[What the exercise asks] Word for word, restate the entries that follow.
***** Data supplied
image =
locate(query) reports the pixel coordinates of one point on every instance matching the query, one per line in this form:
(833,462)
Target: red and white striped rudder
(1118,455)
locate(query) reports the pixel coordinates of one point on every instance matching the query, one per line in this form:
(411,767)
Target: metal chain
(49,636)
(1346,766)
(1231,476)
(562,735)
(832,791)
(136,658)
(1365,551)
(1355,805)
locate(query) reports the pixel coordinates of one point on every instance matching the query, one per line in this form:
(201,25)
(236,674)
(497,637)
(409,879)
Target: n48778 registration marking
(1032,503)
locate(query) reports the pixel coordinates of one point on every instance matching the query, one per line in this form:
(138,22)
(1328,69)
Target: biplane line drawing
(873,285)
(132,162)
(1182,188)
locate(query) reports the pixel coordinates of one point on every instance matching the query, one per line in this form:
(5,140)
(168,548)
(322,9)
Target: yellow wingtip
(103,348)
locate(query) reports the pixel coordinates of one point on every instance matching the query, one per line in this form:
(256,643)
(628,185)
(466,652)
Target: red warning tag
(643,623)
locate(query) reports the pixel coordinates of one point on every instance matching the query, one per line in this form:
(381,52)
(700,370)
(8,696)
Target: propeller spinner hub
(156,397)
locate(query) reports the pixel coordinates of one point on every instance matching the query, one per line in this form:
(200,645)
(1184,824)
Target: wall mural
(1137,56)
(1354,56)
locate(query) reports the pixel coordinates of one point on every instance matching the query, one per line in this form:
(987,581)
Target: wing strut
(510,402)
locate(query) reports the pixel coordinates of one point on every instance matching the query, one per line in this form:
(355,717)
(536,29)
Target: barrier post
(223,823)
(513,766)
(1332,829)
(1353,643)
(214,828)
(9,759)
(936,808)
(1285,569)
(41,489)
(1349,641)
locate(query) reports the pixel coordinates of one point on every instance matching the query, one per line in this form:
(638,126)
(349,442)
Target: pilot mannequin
**********
[Solved problem]
image =
locate(query) reports the pixel coordinates of one point on every instance matching the query, one per line in this form:
(833,462)
Target: red and white striped rudder
(1118,455)
locate(query) reports the pixel coordinates of one point on every instance matching the query, one per line in this form:
(411,767)
Target: metal chain
(49,636)
(1346,766)
(1231,476)
(562,735)
(832,791)
(136,658)
(1365,551)
(1355,805)
locate(query) reports the pixel coordinates of one point on every instance matching the query, one per line in this form:
(201,25)
(236,674)
(497,637)
(409,879)
Target: n48778 registration marking
(1032,503)
locate(query) reports the pixel coordinates of one point on every instance matching the query, one per line in this form:
(138,22)
(1328,69)
Target: biplane line drawing
(873,285)
(132,162)
(1182,188)
locate(query) reports the pixel coordinates of one point on every instance matching the query, one per line in this form:
(5,140)
(168,548)
(322,9)
Target: yellow wingtip
(103,348)
locate(query) reports the pixel coordinates of one point on every instance matching the query, one per line in this form:
(256,643)
(628,185)
(466,652)
Target: red warning tag
(643,623)
locate(query) reports the pixel coordinates of one point on every instance matching the query, one per line in this form:
(381,52)
(700,370)
(8,696)
Target: propeller spinner hub
(156,397)
locate(query) reports the pixel coordinates of one point on every instance matching the query, one per line in this form:
(200,645)
(1184,824)
Target: wall mural
(1137,56)
(1354,56)
locate(query) reports the pixel coordinates of one point on every instance matching the query, one per line in this form:
(987,581)
Target: wing strut
(510,402)
locate(query) reports the pixel coordinates of one point on every instance matching the query, one per line in this form:
(355,717)
(536,29)
Target: barrier post
(223,823)
(513,766)
(1332,829)
(1353,643)
(214,828)
(9,759)
(936,808)
(1285,569)
(41,489)
(1349,641)
locate(query) reports the pixel coordinates of one point on every instance matching the query, one per line in this form:
(638,126)
(349,442)
Target: pilot mannequin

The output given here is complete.